■ **Supplied data**
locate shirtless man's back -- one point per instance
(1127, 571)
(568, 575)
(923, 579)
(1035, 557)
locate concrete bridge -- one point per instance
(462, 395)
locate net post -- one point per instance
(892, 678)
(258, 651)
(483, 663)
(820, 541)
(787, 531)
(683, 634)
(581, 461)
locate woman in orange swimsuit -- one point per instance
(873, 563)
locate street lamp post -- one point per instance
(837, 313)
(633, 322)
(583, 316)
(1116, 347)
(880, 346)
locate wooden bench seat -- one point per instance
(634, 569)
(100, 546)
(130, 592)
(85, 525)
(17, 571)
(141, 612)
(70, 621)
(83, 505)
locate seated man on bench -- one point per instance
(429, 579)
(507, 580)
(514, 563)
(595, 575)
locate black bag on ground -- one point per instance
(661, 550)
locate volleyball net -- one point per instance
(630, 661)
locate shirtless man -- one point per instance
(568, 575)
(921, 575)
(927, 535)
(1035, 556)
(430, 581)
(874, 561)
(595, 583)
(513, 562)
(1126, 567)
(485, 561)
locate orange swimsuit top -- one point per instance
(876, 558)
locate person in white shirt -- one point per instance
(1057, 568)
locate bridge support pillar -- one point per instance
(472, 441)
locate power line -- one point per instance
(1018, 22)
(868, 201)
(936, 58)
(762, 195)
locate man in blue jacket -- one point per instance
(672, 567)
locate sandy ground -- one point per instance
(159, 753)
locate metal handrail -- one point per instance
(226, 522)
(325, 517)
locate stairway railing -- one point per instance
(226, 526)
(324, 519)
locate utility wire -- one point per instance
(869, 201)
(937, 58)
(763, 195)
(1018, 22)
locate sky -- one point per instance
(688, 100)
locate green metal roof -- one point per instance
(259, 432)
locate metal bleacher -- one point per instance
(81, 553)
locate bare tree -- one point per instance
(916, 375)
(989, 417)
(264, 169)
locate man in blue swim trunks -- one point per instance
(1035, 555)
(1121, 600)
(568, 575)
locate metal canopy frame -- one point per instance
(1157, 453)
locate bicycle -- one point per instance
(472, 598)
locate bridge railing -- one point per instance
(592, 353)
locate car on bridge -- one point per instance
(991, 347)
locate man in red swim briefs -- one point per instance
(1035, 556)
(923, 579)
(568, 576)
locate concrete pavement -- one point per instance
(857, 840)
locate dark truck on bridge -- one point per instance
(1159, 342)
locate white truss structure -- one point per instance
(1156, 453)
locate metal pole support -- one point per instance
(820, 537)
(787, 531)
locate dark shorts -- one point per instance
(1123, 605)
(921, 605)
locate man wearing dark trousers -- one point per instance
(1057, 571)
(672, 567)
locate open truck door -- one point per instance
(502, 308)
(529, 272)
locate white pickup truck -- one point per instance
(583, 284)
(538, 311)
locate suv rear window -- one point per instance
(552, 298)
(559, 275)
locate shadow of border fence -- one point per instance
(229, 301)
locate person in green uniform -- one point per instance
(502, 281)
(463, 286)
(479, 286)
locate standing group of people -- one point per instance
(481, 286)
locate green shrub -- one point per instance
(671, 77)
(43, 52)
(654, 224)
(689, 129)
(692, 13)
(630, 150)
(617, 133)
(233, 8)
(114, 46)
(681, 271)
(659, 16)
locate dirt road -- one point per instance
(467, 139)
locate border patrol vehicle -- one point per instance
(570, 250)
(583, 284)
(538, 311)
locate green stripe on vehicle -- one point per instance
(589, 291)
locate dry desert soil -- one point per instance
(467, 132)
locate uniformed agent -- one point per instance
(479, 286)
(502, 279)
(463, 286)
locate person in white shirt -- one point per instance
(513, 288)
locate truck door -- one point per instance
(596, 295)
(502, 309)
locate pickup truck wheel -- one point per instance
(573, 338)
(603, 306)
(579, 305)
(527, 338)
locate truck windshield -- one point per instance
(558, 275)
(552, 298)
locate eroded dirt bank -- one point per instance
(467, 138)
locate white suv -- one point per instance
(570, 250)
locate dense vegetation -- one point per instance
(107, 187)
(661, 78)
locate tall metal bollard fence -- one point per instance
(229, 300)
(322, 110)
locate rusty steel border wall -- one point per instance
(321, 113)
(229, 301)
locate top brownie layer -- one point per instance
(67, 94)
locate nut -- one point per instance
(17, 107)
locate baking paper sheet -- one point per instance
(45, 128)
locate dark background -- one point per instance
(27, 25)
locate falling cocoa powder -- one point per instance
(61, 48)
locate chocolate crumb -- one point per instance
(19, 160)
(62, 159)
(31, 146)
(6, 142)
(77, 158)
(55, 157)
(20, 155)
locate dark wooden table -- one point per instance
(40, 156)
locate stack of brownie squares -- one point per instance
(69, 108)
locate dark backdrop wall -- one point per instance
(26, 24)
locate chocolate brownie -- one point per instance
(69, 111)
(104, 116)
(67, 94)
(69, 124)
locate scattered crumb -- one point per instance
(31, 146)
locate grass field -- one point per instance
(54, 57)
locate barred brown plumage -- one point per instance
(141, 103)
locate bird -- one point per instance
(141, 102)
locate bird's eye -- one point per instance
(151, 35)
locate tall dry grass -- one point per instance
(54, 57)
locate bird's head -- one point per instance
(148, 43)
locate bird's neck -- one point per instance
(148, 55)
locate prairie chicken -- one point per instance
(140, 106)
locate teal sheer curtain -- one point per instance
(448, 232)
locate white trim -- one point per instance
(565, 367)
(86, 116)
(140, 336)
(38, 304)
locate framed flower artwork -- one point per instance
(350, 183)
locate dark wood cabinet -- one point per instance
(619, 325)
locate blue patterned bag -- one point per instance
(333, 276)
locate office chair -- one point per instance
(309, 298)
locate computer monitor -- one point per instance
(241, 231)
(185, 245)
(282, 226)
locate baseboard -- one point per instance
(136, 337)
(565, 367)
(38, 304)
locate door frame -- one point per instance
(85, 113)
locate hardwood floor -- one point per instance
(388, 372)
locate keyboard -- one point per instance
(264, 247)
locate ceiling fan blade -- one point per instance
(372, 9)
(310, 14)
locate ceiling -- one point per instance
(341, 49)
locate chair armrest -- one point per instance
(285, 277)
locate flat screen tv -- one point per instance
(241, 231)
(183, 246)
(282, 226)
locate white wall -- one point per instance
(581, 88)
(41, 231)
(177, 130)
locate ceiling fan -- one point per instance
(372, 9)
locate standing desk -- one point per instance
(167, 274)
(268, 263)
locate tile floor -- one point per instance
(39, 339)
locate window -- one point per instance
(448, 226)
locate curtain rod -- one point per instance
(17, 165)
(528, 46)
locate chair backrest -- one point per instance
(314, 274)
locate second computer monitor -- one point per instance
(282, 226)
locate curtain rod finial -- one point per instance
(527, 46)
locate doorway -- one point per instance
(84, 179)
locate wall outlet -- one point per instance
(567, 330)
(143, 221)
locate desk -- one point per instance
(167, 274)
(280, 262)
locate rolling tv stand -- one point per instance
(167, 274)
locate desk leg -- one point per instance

■ **Task to carry out**
Your answer must be the full listing above, reproduced exactly.

■ **Result below**
locate shirtless man's back -- one point per instance
(1127, 571)
(568, 575)
(923, 579)
(1035, 557)
locate concrete bridge -- one point per instance
(462, 395)
locate net post -- one point per instance
(892, 678)
(258, 651)
(483, 663)
(820, 541)
(787, 531)
(683, 634)
(581, 461)
locate woman in orange swimsuit -- one point per instance
(873, 563)
locate street lamp post -- one point per instance
(837, 313)
(633, 322)
(583, 316)
(1116, 347)
(880, 346)
locate wooden bench seat -- one point per instance
(634, 569)
(100, 546)
(130, 592)
(85, 525)
(17, 571)
(141, 612)
(70, 621)
(83, 505)
locate seated man on bench -- one point per instance
(429, 579)
(507, 580)
(514, 563)
(595, 575)
locate black bag on ground -- one point per instance
(661, 550)
locate volleyball net -- one point per instance
(630, 661)
locate shirtless man -- one point per instance
(568, 575)
(921, 575)
(927, 535)
(1035, 556)
(430, 581)
(874, 561)
(595, 583)
(513, 562)
(1126, 567)
(485, 561)
locate orange swimsuit top -- one point per instance
(876, 558)
locate person in white shirt -- one point per instance
(1057, 568)
locate bridge support pillar -- one point per instance
(472, 441)
locate power line -- one point per instance
(1018, 22)
(868, 201)
(936, 58)
(762, 195)
locate man in blue jacket -- one point per instance
(672, 567)
locate sandy ground -- one point per instance
(159, 753)
locate metal handrail -- one point per instance
(226, 522)
(325, 517)
locate stairway railing -- one point per instance
(226, 526)
(324, 519)
locate utility wire -- one point per instance
(869, 201)
(937, 58)
(763, 195)
(1018, 22)
locate sky -- one point per instance
(688, 100)
locate green metal roof -- one point per instance
(259, 432)
locate metal bleacher -- one point per instance
(81, 553)
locate bare tree -- one point per instance
(916, 375)
(989, 417)
(264, 169)
locate man in blue swim trunks -- one point per instance
(1035, 555)
(1121, 600)
(568, 575)
locate metal canopy frame -- one point per instance
(1157, 453)
locate bicycle -- one point per instance
(472, 598)
locate bridge railing -- one point per instance
(592, 353)
locate car on bridge -- one point per instance
(991, 347)
locate man in red swim briefs -- one point per instance
(1035, 556)
(923, 579)
(568, 576)
locate concrete pavement -- one point per instance
(857, 840)
locate dark truck on bridge -- one point per instance
(1159, 342)
locate white truss structure -- one point per instance
(1156, 453)
locate metal pole support -- one point per instance
(820, 537)
(787, 531)
locate dark shorts -- one point per instance
(1123, 605)
(921, 605)
locate man wearing dark trousers -- one point per instance
(1057, 571)
(672, 567)
locate open truck door -- one point per instance
(502, 308)
(529, 272)
locate white pickup truck -- one point per instance
(583, 284)
(538, 311)
locate suv rear window -- one point per instance
(552, 298)
(559, 275)
locate shadow of border fence -- one point per instance
(229, 301)
locate person in green uniform -- one point per instance
(502, 281)
(463, 286)
(479, 286)
locate standing group of people -- one point per instance
(481, 286)
locate green shrub -- one point per instance
(671, 77)
(43, 52)
(654, 224)
(689, 129)
(692, 13)
(630, 150)
(617, 133)
(233, 8)
(114, 46)
(681, 271)
(659, 16)
locate dirt road -- one point per instance
(467, 139)
locate border patrol vehicle -- one point per instance
(570, 250)
(583, 284)
(538, 311)
locate green stripe on vehicle -- one point per instance
(589, 291)
locate dry desert soil -- one point per instance
(467, 132)
locate uniformed agent -- one point per instance
(479, 286)
(502, 279)
(463, 286)
locate person in white shirt -- one point per instance
(513, 288)
locate truck door -- one point per instance
(596, 295)
(502, 309)
locate pickup truck wheel -- one point per instance
(573, 338)
(603, 306)
(579, 305)
(527, 338)
locate truck windshield -- one point per instance
(558, 275)
(552, 298)
locate eroded dirt bank -- one point per instance
(467, 138)
locate white suv -- one point per instance
(570, 250)
locate dense vegetation -- one point per instance
(107, 187)
(661, 78)
locate tall metal bollard fence -- one point per instance
(229, 300)
(322, 110)
locate rusty steel border wall -- one point per instance
(321, 113)
(229, 301)
locate top brownie layer -- one point per instance
(67, 94)
locate nut -- one point per instance
(17, 107)
locate baking paper sheet -- one point per instance
(45, 128)
locate dark background -- one point per instance
(27, 25)
locate falling cocoa powder -- one point per instance
(61, 48)
locate chocolate crumb -- one point per instance
(19, 160)
(62, 159)
(31, 146)
(6, 142)
(77, 158)
(55, 157)
(20, 155)
locate dark wooden table -- one point per instance
(40, 156)
locate stack of brownie squares -- one point per instance
(69, 108)
locate dark backdrop wall -- one point per instance
(26, 24)
locate chocolate brownie -- one point per instance
(69, 111)
(104, 116)
(67, 94)
(69, 124)
locate scattered crumb -- one point per instance
(31, 146)
locate grass field -- one point per instance
(54, 57)
locate barred brown plumage -- one point per instance
(141, 103)
locate bird -- one point per instance
(141, 102)
locate bird's eye -- one point per instance
(151, 35)
locate tall dry grass -- one point per instance
(54, 57)
locate bird's head -- one point per instance
(148, 43)
locate bird's neck -- one point per instance
(148, 55)
locate prairie chicken -- one point per instance
(140, 106)
locate teal sheer curtain -- one point per instance
(448, 232)
locate white trim -- one point per instance
(565, 367)
(86, 116)
(140, 336)
(38, 304)
locate framed flower artwork -- one point per instance
(350, 183)
locate dark wood cabinet -- one point per instance
(619, 325)
locate blue patterned bag -- one point per instance
(333, 276)
locate office chair -- one point per instance
(309, 298)
locate computer monitor -- one point per instance
(241, 231)
(185, 245)
(282, 226)
locate baseboard -- one point per instance
(136, 337)
(565, 367)
(38, 304)
locate door frame -- one point per instance
(85, 113)
locate hardwood floor -- one point per instance
(388, 372)
locate keyboard -- one point per instance
(264, 247)
locate ceiling fan blade -- one point per instance
(372, 9)
(310, 14)
locate ceiling -- one point per instance
(341, 49)
locate chair armrest -- one point per instance
(285, 277)
locate flat screen tv -- one point per instance
(241, 231)
(183, 246)
(282, 226)
locate white wall -- one point per instance
(581, 88)
(41, 231)
(177, 130)
locate ceiling fan -- one point per instance
(372, 9)
locate standing desk -- one point per instance
(167, 274)
(268, 263)
locate tile floor -- one point per instance
(39, 339)
locate window -- one point per instance
(448, 226)
locate curtain rod -- one point per instance
(17, 165)
(528, 46)
locate chair backrest -- one point per instance
(314, 274)
locate second computer monitor -- one point per instance
(282, 226)
locate curtain rod finial -- one point per instance
(527, 46)
locate doorway -- one point per instance
(84, 179)
locate wall outlet -- one point per instance
(567, 330)
(143, 221)
locate desk -- one point per instance
(167, 274)
(280, 262)
locate rolling tv stand -- one point per instance
(167, 274)
locate desk leg -- one point per instance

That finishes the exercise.